■ EXERCISE BRIEF ■
Copy every one of the entries below word for word, keeping each line in its original order.

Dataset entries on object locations
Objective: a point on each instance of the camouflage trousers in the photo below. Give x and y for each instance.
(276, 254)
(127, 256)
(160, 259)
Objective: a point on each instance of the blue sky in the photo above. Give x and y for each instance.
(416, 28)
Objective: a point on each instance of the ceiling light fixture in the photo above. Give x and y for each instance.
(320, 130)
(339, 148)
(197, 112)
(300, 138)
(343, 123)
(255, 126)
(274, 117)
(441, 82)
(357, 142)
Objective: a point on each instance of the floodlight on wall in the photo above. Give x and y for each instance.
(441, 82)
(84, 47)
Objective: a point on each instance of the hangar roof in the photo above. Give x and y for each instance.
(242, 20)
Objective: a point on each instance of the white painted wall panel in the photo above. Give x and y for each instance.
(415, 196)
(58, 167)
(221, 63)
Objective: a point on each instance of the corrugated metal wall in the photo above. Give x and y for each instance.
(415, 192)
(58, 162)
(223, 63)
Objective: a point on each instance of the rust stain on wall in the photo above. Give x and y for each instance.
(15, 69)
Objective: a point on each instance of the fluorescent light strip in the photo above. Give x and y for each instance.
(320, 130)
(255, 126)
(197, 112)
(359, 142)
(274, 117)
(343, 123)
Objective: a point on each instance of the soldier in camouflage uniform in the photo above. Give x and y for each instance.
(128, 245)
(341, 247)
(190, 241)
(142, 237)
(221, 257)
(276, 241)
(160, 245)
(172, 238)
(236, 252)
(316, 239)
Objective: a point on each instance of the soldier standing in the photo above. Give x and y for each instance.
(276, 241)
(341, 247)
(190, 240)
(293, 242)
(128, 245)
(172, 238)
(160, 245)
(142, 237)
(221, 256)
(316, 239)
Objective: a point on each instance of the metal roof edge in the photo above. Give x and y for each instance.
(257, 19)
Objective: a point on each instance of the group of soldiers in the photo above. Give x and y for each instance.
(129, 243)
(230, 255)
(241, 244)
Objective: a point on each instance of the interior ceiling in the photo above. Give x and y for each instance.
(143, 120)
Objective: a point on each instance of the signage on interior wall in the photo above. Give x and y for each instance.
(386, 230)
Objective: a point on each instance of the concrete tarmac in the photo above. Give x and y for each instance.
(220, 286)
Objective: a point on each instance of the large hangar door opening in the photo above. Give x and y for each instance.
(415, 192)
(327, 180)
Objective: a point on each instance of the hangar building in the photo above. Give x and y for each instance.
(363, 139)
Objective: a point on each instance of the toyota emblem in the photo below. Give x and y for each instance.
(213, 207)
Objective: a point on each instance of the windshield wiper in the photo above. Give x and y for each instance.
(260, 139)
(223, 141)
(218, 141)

■ REPLY ■
Objective: a point on each instance of the camouflage trousers in the photo below. Give x and y for each instance.
(276, 254)
(127, 256)
(160, 259)
Objective: a point on each instance of the blue sky in the photo above. Give x and y for each instance.
(416, 28)
Objective: a point on each instance of the ceiling light fixture in the photo above. Give x and y for each instance.
(320, 130)
(339, 148)
(197, 112)
(300, 138)
(343, 123)
(255, 126)
(274, 117)
(441, 82)
(357, 142)
Objective: a point on each instance of the floodlight on wall in the photo above. Give x and y for each instance.
(441, 82)
(84, 47)
Objective: a point on each instance of the hangar roof in the photo above. Give x and y for each instance.
(242, 20)
Objective: a point on each instance of the white painted wall panel in the photo above. Give x and y for each instance.
(415, 196)
(58, 167)
(221, 63)
Objective: a point on each instance of the corrugated metal wall in the photo above. Give x and y for each instance.
(415, 192)
(58, 162)
(223, 63)
Objective: a point on each instance of the rust stain on wall in the photo above. Give x and y for each instance.
(15, 69)
Objective: a point on each instance of the fluorescent light strip in the photo above. Give x and y for each instance.
(320, 130)
(255, 126)
(197, 112)
(359, 142)
(274, 117)
(343, 123)
Objective: a point on each instance of the soldier in camouflage uniform in the photo above. Give x and y for each instance.
(128, 245)
(341, 247)
(190, 241)
(142, 237)
(221, 257)
(276, 241)
(160, 245)
(172, 238)
(236, 252)
(316, 239)
Objective: a point on each instance of the soldier standing in the photo above. Give x and y for each instance.
(276, 241)
(341, 247)
(190, 240)
(293, 242)
(128, 245)
(172, 238)
(160, 245)
(142, 237)
(221, 256)
(316, 239)
Objective: a point on each instance of the metal roof edge in the photo above. Give x and y for each instance.
(257, 19)
Objective: a point on each instance of the group of soldiers in the photo above. Give x and y for each instance.
(129, 243)
(230, 255)
(241, 244)
Objective: a point on each instance of the interior ceiling in the photo above. Give x and y for each instance.
(143, 120)
Objective: a point on each instance of the signage on interior wall in the photo above. Give x and y for each instance.
(386, 230)
Objective: a point on each instance of the concrete tarmac in the photo above. Give x and y for each instance.
(220, 286)
Objective: a point on each instance of the large hangar door opening in the photo above. Give x and y for each instance.
(415, 192)
(327, 180)
Objective: a point on each instance of the hangar building in the photo above. Give x and y for each instance.
(363, 139)
Objective: a point on each instance of the toyota emblem in the photo below. Give x and y for each instance.
(213, 207)
Objective: a point on each instance of the windshield wiper in the photo above. Give x and y for each instance.
(260, 139)
(223, 141)
(218, 141)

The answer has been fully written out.